QUÉ DEBES HACER: Extrae del texto sobre la pandemia, sin cambiar nada, el fragmento que va desde "En el último" hasta "sino su superación.", con ambos extremos incluidos.

PASAJE PARA REVISAR:
───

La pandemia provocada por el feroz ataque del SARS-Cov-2 está sacudiendo estructuras políticas, económicas y sociales. Difícil saber que tan profundos y duraderos serán los cambios que provoquen y hasta qué punto el estatus quo volverá a imponerse.

En el último siglo los arreglos que han dado forma al sistema de poder social de México se han visto desafiados por fenómenos como el cardenismo, el movimiento del 68 o por la apertura de la economía y la globalización, pero finalmente el corazón de ese arreglo de clase sigue operando. La pandemia actual dejará huella, pero ¿qué tan profunda? La coyuntura debería llevarnos, como conjunto nacional, a rediseñar el sistema de salud y el de educación y, sobre todo, la contrahecha estructura social. La “nueva normalidad” debería ser no un remiendo de los defectos estructurales que el virus ha puesto en evidencia sino su superación.

Al ordenarse las cuarentenas de poblaciones completas en China y luego en otros países de Asia, Oceanía, Europa y América, surgió el concepto de los “no confinables”. Por un lado, aquellos que simplemente no tienen donde confinarse -los pobres entre los pobres- o los que por vivir al día no pueden modificar sus actividades cotidianas -generalmente trabajadores informales. Por otro, aquellos que la propia sociedad les obliga a laborar por ser “imprescindibles”: los trabajadores del sector salud, los que producen, procesan y distribuyen alimentos y medicamentos, los transportistas, los encargados de la seguridad, de compleja red de servicios municipales o bancarios y un largo etcétera.

Un ejemplo concreto y extremo de personas que prácticamente de un día para otro el Covid-19 transformó de marginales, ilegales e incluso peligrosos en imprescindibles es el que presenta Alfredo Corchado, un periodista norteamericano con raíces mexicanas, en una columna del New York Times, (06/05/20) titulada “A former farmworker on American hypocrisy”. Este ejemplo de la centralidad de un grupo cuya importancia buena parte de esa sociedad se niega a reconocer, pero que el coronavirus puso en evidencia, es norteamericano, pero en México podríamos encontrar equivalentes.

Su argumento central es que en vísperas de la pandemia el grueso de los trabajadores sin documentos empleados en las duras labores de los campos agrícolas de California -mexicanos en su mayoría- viven bajo la constante amenaza de ser descubiertos y deportados por “la migra”. Los padres del periodista y él, sus hermanos y primos cuando niños, vivieron esa experiencia. En su caso, el propietario de los plantíos, también de origen mexicano, trató de protegerlos, entre otras cosas, porque no encontró -y sigue sin encontrar- a ciudadanos norteamericanos que pudieran y quisieran remplazarlos.

───

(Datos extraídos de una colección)
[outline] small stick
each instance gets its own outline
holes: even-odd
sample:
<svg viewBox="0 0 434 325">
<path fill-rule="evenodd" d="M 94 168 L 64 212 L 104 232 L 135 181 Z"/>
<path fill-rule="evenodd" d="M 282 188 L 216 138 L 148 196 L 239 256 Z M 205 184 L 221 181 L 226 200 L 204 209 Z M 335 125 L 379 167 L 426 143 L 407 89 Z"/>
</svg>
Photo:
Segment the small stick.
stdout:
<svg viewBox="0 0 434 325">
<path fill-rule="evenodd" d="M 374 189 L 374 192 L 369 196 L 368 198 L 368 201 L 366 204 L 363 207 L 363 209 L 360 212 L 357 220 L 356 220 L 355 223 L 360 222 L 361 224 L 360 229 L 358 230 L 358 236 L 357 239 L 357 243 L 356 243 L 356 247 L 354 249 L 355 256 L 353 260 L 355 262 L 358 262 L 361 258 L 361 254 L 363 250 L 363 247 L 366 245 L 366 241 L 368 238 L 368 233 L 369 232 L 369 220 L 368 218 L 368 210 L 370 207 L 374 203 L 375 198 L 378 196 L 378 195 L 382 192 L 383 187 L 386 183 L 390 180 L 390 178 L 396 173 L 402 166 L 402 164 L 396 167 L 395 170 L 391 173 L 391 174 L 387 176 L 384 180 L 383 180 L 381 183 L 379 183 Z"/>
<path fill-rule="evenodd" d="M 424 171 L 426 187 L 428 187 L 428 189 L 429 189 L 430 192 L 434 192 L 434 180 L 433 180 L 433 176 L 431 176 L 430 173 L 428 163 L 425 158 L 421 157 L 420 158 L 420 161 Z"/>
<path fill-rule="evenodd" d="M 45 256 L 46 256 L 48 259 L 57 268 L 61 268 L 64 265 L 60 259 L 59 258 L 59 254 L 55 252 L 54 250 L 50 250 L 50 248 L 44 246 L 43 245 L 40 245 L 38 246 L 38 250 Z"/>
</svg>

───

SOLUCIÓN DE LA TAREA:
En el último siglo los arreglos que han dado forma al sistema de poder social de México se han visto desafiados por fenómenos como el cardenismo, el movimiento del 68 o por la apertura de la economía y la globalización, pero finalmente el corazón de ese arreglo de clase sigue operando. La pandemia actual dejará huella, pero ¿qué tan profunda? La coyuntura debería llevarnos, como conjunto nacional, a rediseñar el sistema de salud y el de educación y, sobre todo, la contrahecha estructura social. La “nueva normalidad” debería ser no un remiendo de los defectos estructurales que el virus ha puesto en evidencia sino su superación.